[Brief 1] In the Mother's Day tips, rewrite the part that begins at the words "2. Ask the right" and stops after "be together in-person.", putting "prescriptions" in place of "groceries".
[Brief 2]
Answer these questions from the Mother's Day tips:
(a) What is limiting in-person contact this Mother's Day?
(b) What will this Mother's Day be dominated by instead?
(c) What is the first tip for having a meaningful conversation?

[Extracted text]

Call Mom! How to Have a Meaningful Mother’s Day Conversion

Mothers Day

For most families across the United States, this Mother’s Day will come and go without the typical holiday trimmings – a restaurant brunch, a heartfelt hug, a relaxing day at the spa for mom.  With the COVID-19 coronavirus pandemic limiting in-person contact, this Mother’s Day will instead be dominated by letters and calls. And although even the best video connection may seem like a less than ideal way to celebrate, taking time to talk with our mothers and grandmothers is now more important than ever.

As you make plans to connect with loved ones this Mother’s Day, here are some tips for having a meaningful conversation.

  1. Set aside a block of time. Moms spend most of their days multi-tasking so the last thing they want on their “special day” is to feel squeezed into your schedule. While it may not be the spa, you can make mothers and grandmothers feel relaxed by being relaxed and focused yourself. Block out dedicated time in your schedule today to talk with the women in your life this Sunday. The more engaged you are, the more likely your loved one will open-up and share about how they are truly doing.  
  2. Ask the right questions. Open ended questions like, “is there anything I can do for you?” are less likely to generate a real response. Instead, try questions like, “what groceries do you need from the store?” or, “have you had any problems with new technology?” Specific questions like these will help to uncover real issues that your mom or grandmother may be facing. Equally important are questions that get to mental and physical health. Questions such as, “how are you exercising these days?” or “what is most difficult about staying at home?” can give you a better sense of how loved ones are doing when you can’t be together in-person.

[Supplied entries]
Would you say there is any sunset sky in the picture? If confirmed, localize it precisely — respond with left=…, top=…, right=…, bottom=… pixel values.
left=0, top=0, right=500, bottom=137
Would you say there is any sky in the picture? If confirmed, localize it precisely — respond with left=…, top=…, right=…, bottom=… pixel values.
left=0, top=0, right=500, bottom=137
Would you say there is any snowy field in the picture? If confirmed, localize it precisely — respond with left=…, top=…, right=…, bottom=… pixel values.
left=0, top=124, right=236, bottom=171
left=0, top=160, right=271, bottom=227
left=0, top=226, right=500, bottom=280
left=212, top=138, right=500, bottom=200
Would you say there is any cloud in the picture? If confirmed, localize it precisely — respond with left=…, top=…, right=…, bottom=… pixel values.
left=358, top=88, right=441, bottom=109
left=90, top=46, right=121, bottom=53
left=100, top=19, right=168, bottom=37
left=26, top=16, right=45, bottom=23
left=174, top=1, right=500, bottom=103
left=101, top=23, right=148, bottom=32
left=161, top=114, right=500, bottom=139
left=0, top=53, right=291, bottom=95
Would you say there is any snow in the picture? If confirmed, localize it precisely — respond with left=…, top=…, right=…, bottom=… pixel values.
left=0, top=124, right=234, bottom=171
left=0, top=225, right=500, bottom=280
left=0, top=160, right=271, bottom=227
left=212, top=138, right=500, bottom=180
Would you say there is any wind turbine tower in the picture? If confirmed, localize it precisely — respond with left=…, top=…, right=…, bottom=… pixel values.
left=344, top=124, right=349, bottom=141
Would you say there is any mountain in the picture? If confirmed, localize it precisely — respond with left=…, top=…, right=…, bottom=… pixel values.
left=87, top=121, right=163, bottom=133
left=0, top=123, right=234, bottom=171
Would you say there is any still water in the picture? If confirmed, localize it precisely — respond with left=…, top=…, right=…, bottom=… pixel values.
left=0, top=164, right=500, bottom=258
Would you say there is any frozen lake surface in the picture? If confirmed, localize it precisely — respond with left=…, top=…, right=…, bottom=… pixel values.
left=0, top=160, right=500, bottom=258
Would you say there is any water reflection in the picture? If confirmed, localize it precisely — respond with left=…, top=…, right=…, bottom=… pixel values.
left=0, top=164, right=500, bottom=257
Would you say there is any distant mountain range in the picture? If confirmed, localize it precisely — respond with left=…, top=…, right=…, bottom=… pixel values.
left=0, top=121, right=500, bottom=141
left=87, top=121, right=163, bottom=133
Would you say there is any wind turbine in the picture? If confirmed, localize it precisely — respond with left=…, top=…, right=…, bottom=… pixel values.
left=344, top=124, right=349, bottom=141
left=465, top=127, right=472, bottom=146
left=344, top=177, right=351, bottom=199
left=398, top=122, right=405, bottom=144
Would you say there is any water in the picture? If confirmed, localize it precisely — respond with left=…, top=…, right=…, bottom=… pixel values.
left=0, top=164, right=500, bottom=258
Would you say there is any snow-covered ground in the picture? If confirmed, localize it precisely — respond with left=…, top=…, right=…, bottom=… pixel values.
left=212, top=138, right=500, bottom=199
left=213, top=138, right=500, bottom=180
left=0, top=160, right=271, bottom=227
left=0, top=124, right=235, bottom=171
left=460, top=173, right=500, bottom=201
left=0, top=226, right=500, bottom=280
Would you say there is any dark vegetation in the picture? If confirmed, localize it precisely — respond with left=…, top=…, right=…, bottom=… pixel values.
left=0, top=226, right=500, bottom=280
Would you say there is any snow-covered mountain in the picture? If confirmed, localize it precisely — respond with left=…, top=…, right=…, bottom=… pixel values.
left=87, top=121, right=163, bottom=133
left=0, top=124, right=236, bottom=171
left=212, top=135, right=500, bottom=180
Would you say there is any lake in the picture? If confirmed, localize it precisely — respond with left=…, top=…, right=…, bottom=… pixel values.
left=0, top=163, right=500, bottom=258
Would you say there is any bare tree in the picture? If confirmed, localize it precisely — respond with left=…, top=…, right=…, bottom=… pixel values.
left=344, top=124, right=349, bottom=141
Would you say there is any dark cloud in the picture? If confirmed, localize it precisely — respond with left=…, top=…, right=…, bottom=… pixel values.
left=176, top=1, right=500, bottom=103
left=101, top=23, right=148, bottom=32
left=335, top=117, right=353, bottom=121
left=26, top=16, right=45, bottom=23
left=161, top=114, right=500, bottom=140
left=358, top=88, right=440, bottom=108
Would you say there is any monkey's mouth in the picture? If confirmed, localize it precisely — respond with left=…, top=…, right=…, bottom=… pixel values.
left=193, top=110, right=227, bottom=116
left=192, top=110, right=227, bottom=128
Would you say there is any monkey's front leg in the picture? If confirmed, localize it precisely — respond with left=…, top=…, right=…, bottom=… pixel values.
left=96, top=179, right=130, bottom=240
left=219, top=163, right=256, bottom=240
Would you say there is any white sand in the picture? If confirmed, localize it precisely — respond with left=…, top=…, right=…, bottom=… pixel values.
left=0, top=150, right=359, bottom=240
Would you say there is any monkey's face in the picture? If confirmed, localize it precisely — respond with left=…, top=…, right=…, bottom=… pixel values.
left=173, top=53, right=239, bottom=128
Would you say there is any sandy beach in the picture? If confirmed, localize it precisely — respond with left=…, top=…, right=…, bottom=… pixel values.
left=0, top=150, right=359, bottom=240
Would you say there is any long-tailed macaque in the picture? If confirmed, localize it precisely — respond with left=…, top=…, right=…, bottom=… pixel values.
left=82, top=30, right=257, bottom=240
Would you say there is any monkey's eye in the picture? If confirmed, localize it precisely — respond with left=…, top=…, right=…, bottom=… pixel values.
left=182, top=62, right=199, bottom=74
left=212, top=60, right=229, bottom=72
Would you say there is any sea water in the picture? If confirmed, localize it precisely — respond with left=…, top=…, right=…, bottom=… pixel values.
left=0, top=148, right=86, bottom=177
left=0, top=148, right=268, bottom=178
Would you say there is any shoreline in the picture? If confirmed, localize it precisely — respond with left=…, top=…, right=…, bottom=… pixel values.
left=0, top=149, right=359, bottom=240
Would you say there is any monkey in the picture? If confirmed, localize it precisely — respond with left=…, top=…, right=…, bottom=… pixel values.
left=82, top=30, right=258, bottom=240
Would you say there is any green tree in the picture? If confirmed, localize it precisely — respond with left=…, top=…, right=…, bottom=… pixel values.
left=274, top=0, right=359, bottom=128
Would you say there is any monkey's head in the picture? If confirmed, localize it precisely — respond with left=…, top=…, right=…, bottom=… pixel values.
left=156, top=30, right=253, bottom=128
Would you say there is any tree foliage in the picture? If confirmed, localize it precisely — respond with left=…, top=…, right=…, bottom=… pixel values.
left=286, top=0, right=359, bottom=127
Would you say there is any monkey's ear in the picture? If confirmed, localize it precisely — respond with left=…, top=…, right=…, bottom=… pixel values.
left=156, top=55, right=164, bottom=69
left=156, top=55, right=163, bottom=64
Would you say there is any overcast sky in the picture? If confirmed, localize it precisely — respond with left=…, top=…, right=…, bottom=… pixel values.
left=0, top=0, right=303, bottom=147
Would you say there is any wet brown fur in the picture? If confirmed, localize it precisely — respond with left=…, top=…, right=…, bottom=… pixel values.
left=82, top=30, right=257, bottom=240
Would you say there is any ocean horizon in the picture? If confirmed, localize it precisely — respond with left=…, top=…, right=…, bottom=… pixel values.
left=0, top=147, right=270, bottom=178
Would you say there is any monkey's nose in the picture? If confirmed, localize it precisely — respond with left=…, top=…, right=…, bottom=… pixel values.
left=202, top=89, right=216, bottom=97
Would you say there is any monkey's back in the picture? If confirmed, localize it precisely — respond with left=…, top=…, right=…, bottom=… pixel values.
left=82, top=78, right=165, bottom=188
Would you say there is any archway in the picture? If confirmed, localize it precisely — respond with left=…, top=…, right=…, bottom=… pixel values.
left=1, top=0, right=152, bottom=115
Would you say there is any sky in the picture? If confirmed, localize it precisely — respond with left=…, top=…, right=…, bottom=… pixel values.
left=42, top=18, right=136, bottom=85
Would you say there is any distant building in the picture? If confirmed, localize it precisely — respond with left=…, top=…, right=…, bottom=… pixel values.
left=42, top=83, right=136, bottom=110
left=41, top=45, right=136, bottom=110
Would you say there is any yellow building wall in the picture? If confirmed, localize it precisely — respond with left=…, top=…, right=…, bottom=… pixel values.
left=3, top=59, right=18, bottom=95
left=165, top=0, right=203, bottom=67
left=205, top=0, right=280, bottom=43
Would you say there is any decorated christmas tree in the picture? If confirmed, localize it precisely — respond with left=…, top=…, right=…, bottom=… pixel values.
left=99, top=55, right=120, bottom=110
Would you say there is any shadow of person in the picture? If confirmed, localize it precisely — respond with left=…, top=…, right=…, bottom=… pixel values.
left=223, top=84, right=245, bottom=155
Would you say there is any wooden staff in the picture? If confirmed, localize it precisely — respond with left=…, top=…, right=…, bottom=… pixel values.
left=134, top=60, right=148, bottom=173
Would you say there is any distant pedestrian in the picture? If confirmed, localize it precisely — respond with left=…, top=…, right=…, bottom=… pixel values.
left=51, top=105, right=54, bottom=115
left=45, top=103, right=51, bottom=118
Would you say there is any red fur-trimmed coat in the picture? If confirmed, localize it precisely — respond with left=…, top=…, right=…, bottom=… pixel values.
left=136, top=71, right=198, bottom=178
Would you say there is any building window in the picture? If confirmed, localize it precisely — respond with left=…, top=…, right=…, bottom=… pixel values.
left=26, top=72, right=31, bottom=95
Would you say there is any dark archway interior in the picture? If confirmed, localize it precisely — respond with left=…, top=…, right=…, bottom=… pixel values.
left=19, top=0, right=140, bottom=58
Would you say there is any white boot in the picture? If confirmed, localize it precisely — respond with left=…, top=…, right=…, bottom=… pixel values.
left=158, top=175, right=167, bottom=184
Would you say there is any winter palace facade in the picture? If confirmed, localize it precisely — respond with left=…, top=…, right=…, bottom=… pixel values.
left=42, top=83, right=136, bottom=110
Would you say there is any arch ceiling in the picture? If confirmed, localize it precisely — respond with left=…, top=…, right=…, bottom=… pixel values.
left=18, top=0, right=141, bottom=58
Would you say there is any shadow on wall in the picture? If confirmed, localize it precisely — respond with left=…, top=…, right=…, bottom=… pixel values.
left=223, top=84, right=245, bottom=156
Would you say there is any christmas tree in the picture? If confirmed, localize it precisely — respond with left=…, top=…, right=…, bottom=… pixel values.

[Task solution 1]
2. Ask the right questions. Open ended questions like, “is there anything I can do for you?” are less likely to generate a real response. Instead, try questions like, “what prescriptions do you need from the store?” or, “have you had any problems with new technology?” Specific questions like these will help to uncover real issues that your mom or grandmother may be facing. Equally important are questions that get to mental and physical health. Questions such as, “how are you exercising these days?” or “what is most difficult about staying at home?” can give you a better sense of how loved ones are doing when you can’t be together in-person.

[Task solution 2]
(a) The COVID-19 coronavirus pandemic.
(b) Letters and calls.
(c) Set aside a block of time.